* _WHAT YOU WILL DO_: Extract the text of the listing below verbatim, and leave the pictures out of your answer.

* _GIVEN INFORMATION_:
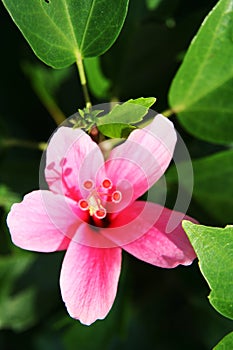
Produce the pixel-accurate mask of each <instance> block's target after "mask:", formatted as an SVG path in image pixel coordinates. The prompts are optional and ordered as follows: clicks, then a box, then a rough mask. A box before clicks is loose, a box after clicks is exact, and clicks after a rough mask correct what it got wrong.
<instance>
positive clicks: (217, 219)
mask: <svg viewBox="0 0 233 350" xmlns="http://www.w3.org/2000/svg"><path fill="white" fill-rule="evenodd" d="M232 164H233V150H228V151H222V152H219V153H216V154H214V155H211V156H207V157H203V158H201V159H195V160H193V161H192V166H193V173H194V188H193V194H192V196H193V200H194V201H195V202H197V203H198V205H199V206H200V207H201V211H202V213H204V214H203V216H205V215H206V214H208V216H210V218H212V219H215V220H216V221H217V222H218V223H219V224H223V225H226V223H228V222H231V221H232V198H233V177H232ZM189 169H190V168H189V167H188V166H187V163H186V162H183V163H179V170H180V172H181V173H182V179H181V181H182V183H181V182H179V185H180V186H183V187H184V188H185V189H186V190H187V191H188V193H189V192H190V180H189V177H190V173H189V171H190V170H189ZM166 177H167V179H168V181H169V183H170V184H173V185H175V184H176V183H177V181H178V179H177V172H176V168H175V167H171V168H169V169H168V171H167V173H166ZM223 208H224V209H223Z"/></svg>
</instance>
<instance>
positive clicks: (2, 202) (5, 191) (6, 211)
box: [0, 184, 21, 212]
mask: <svg viewBox="0 0 233 350" xmlns="http://www.w3.org/2000/svg"><path fill="white" fill-rule="evenodd" d="M20 200H21V199H20V196H19V195H17V194H16V193H14V192H12V191H11V190H10V189H9V188H8V187H7V186H5V185H3V184H0V207H3V208H4V210H5V211H6V212H8V211H9V210H10V208H11V206H12V204H14V203H15V202H20Z"/></svg>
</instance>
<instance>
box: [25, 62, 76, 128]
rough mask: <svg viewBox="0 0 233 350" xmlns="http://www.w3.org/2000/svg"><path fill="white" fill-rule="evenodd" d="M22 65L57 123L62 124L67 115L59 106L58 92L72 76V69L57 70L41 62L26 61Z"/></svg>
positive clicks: (35, 88) (34, 87)
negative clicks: (63, 112)
mask: <svg viewBox="0 0 233 350" xmlns="http://www.w3.org/2000/svg"><path fill="white" fill-rule="evenodd" d="M22 67H23V71H24V72H25V74H26V75H27V76H28V78H29V79H30V81H31V84H32V87H33V89H34V91H35V93H36V94H37V96H38V97H39V99H40V100H41V102H42V103H43V105H44V106H45V107H46V108H47V110H48V111H49V112H50V114H51V115H52V116H53V118H54V119H55V121H56V122H57V124H58V125H59V124H61V123H62V122H63V121H64V120H65V115H64V113H63V112H62V111H61V110H60V108H59V107H58V104H57V101H56V94H57V92H58V90H59V88H60V87H61V85H62V84H63V83H64V81H65V80H66V79H68V77H69V76H70V74H71V69H70V68H65V69H59V70H55V69H52V68H50V67H46V66H43V65H41V64H31V63H29V62H26V63H24V64H23V66H22Z"/></svg>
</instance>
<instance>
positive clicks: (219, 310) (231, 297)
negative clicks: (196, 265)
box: [183, 221, 233, 319]
mask: <svg viewBox="0 0 233 350" xmlns="http://www.w3.org/2000/svg"><path fill="white" fill-rule="evenodd" d="M183 228H184V230H185V232H186V233H187V235H188V237H189V239H190V242H191V244H192V246H193V247H194V250H195V252H196V254H197V257H198V260H199V266H200V270H201V272H202V274H203V276H204V277H205V279H206V280H207V282H208V284H209V287H210V289H211V292H210V295H209V299H210V303H211V304H212V305H213V307H214V308H215V309H216V310H217V311H218V312H220V313H221V314H222V315H224V316H226V317H229V318H231V319H233V302H232V296H233V278H232V277H233V226H227V227H225V228H216V227H207V226H202V225H196V224H193V223H191V222H189V221H183Z"/></svg>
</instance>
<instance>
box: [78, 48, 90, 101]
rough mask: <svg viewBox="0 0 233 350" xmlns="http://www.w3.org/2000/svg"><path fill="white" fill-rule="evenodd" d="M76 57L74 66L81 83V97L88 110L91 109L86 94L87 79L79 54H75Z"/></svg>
mask: <svg viewBox="0 0 233 350" xmlns="http://www.w3.org/2000/svg"><path fill="white" fill-rule="evenodd" d="M76 57H77V59H76V64H77V67H78V72H79V77H80V82H81V85H82V89H83V96H84V99H85V102H86V108H90V107H91V100H90V96H89V92H88V88H87V79H86V75H85V70H84V66H83V60H82V57H81V55H80V53H77V56H76Z"/></svg>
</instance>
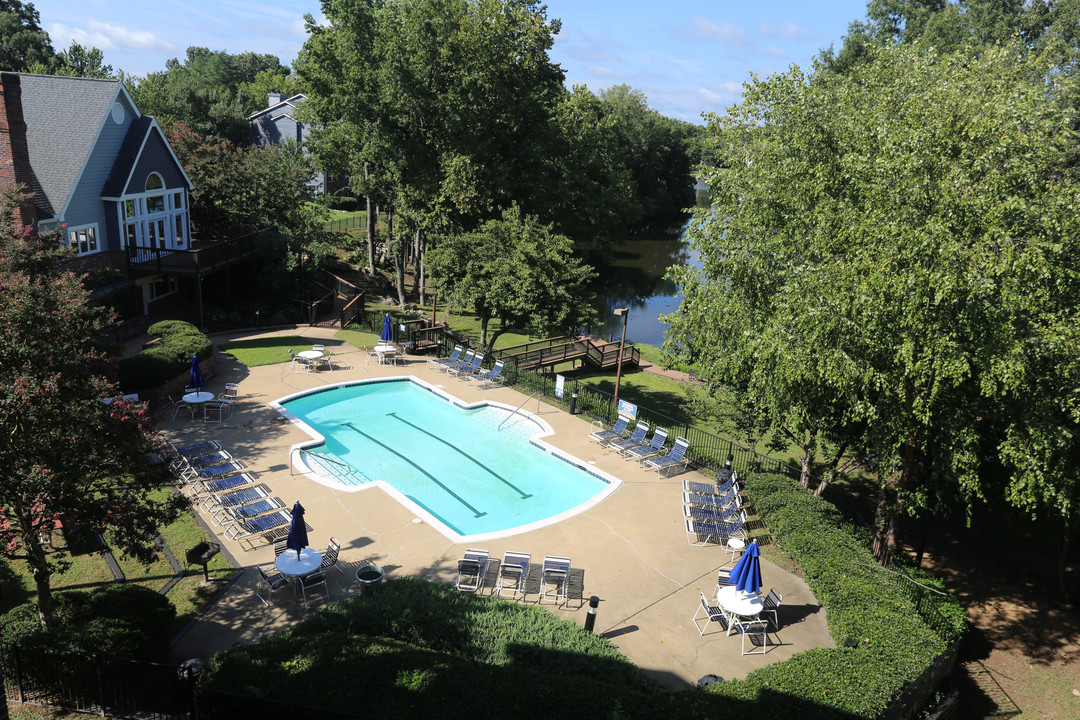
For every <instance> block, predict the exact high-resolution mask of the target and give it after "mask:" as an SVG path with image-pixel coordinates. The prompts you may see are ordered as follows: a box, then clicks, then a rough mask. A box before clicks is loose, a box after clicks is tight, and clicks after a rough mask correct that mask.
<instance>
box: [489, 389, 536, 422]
mask: <svg viewBox="0 0 1080 720" xmlns="http://www.w3.org/2000/svg"><path fill="white" fill-rule="evenodd" d="M534 397H535V398H537V415H540V391H539V390H538V391H537V392H535V393H532V394H531V395H529V396H528V397H526V398H525V399H524V400H522V404H521V405H518V406H517V407H515V408H514V409H513V411H511V413H510V415H508V416H507V417H505V418H503V419H502V422H500V423H499V426H498V427H496V429H495V432H499V431H500V430H502V426H503V425H505V424H507V421H508V420H510V419H511V418H513V417H514V416H515V415H518V411H519V410H521V409H522V408H523V407H525V404H526V403H528V402H529V400H530V399H532V398H534Z"/></svg>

* _EXERCISE SOLUTION_:
Produce the pixel-accurate mask of each <instance> block's target after "mask:", formatted as an SVG path in image pixel coordinates. The prompts are optional and ordered as follows: clicks, then a box, then a rough mask. A box before clicks is loose, a box after clicks is exact, and clicks after a rough mask correct what it got wrong.
<instance>
positive clicks: (217, 219)
mask: <svg viewBox="0 0 233 350" xmlns="http://www.w3.org/2000/svg"><path fill="white" fill-rule="evenodd" d="M232 164H233V150H228V151H222V152H219V153H216V154H214V155H211V156H207V157H203V158H201V159H195V160H193V161H192V166H193V173H194V188H193V194H192V196H193V200H194V201H195V202H197V203H198V205H199V206H200V207H201V211H202V213H204V214H203V216H205V215H206V214H208V216H210V218H212V219H215V220H216V221H217V222H218V223H219V224H223V225H226V223H228V222H231V221H232V198H233V177H232ZM189 169H190V168H189V167H188V166H187V163H186V162H183V163H179V170H180V172H181V173H182V179H181V181H182V183H181V182H179V185H180V186H183V187H184V188H185V189H186V190H187V191H188V193H189V192H190V180H189V177H190V173H189V171H190V170H189ZM166 177H167V179H168V181H169V183H170V184H173V185H175V184H176V183H177V181H178V179H177V172H176V168H175V167H171V168H169V169H168V171H167V173H166ZM223 208H224V209H223Z"/></svg>
</instance>
<instance>
positive clicks: (2, 202) (5, 191) (6, 211)
box: [0, 184, 21, 212]
mask: <svg viewBox="0 0 233 350" xmlns="http://www.w3.org/2000/svg"><path fill="white" fill-rule="evenodd" d="M20 200H21V199H20V196H19V195H17V194H16V193H14V192H12V191H11V190H10V189H9V188H8V187H7V186H5V185H3V184H0V207H3V208H4V210H5V211H6V212H8V211H9V210H10V208H11V206H12V204H14V203H15V202H20Z"/></svg>
</instance>
<instance>
box: [25, 62, 76, 128]
rough mask: <svg viewBox="0 0 233 350" xmlns="http://www.w3.org/2000/svg"><path fill="white" fill-rule="evenodd" d="M22 65L57 123L62 124L67 115L59 106L58 92L72 76V69L57 70L41 62L26 61Z"/></svg>
positive clicks: (35, 88) (34, 87)
negative clicks: (63, 112)
mask: <svg viewBox="0 0 233 350" xmlns="http://www.w3.org/2000/svg"><path fill="white" fill-rule="evenodd" d="M22 67H23V71H24V72H25V74H26V75H27V76H28V78H29V79H30V81H31V84H32V87H33V89H34V91H35V93H36V94H37V96H38V97H39V99H40V100H41V102H42V103H43V105H44V106H45V107H46V108H47V110H48V111H49V112H50V114H51V115H52V116H53V118H54V119H55V121H56V122H57V124H58V125H59V124H61V123H62V122H63V121H64V120H65V115H64V113H63V112H62V111H61V110H60V108H59V107H58V104H57V101H56V94H57V92H58V90H59V88H60V87H61V85H62V84H63V83H64V81H65V80H66V79H68V77H69V76H70V74H71V69H70V68H65V69H59V70H55V69H52V68H50V67H46V66H43V65H41V64H31V63H29V62H26V63H24V64H23V66H22Z"/></svg>
</instance>
<instance>
positive clicks: (219, 310) (231, 297)
negative clicks: (196, 265)
box: [183, 221, 233, 319]
mask: <svg viewBox="0 0 233 350" xmlns="http://www.w3.org/2000/svg"><path fill="white" fill-rule="evenodd" d="M183 228H184V230H185V232H186V233H187V235H188V237H189V239H190V242H191V244H192V246H193V247H194V250H195V252H196V254H197V257H198V260H199V266H200V270H201V272H202V274H203V276H204V277H205V279H206V280H207V282H208V284H209V287H210V289H211V292H210V295H209V299H210V303H211V304H212V305H213V307H214V308H215V309H216V310H217V311H218V312H220V313H221V314H222V315H224V316H226V317H229V318H231V319H233V302H232V296H233V278H232V277H233V226H227V227H225V228H216V227H207V226H202V225H196V224H193V223H191V222H189V221H183Z"/></svg>
</instance>
<instance>
box: [78, 48, 90, 101]
rough mask: <svg viewBox="0 0 233 350" xmlns="http://www.w3.org/2000/svg"><path fill="white" fill-rule="evenodd" d="M76 57L74 66L81 83V97L88 110L91 109L86 94L87 79L79 54H75Z"/></svg>
mask: <svg viewBox="0 0 233 350" xmlns="http://www.w3.org/2000/svg"><path fill="white" fill-rule="evenodd" d="M76 57H77V59H76V64H77V67H78V72H79V77H80V82H81V85H82V89H83V96H84V99H85V102H86V108H90V107H91V100H90V96H89V92H88V88H87V79H86V75H85V70H84V66H83V60H82V57H81V55H80V53H77V56H76Z"/></svg>
</instance>
For every <instance> block, predict the exact high-resolution mask of the target and give it after "mask:" as an SVG path with image-pixel coordinates. The prompts you may see are ordered as follows: a box, then clicks, then a rough mask. A box before clicks is loose, a box after clicks is tight, and clicks after a rough mask correct that mask.
<instance>
box: [489, 389, 536, 422]
mask: <svg viewBox="0 0 1080 720" xmlns="http://www.w3.org/2000/svg"><path fill="white" fill-rule="evenodd" d="M534 397H535V398H537V415H540V391H539V390H538V391H537V392H535V393H532V394H531V395H529V396H528V397H526V398H525V399H524V400H522V404H521V405H518V406H517V407H515V408H514V409H513V411H511V413H510V415H508V416H507V417H505V418H503V419H502V422H500V423H499V426H498V427H496V429H495V432H499V431H500V430H502V426H503V425H505V424H507V421H508V420H510V419H511V418H513V417H514V416H515V415H518V411H519V410H521V409H522V408H523V407H525V404H526V403H528V402H529V400H530V399H532V398H534Z"/></svg>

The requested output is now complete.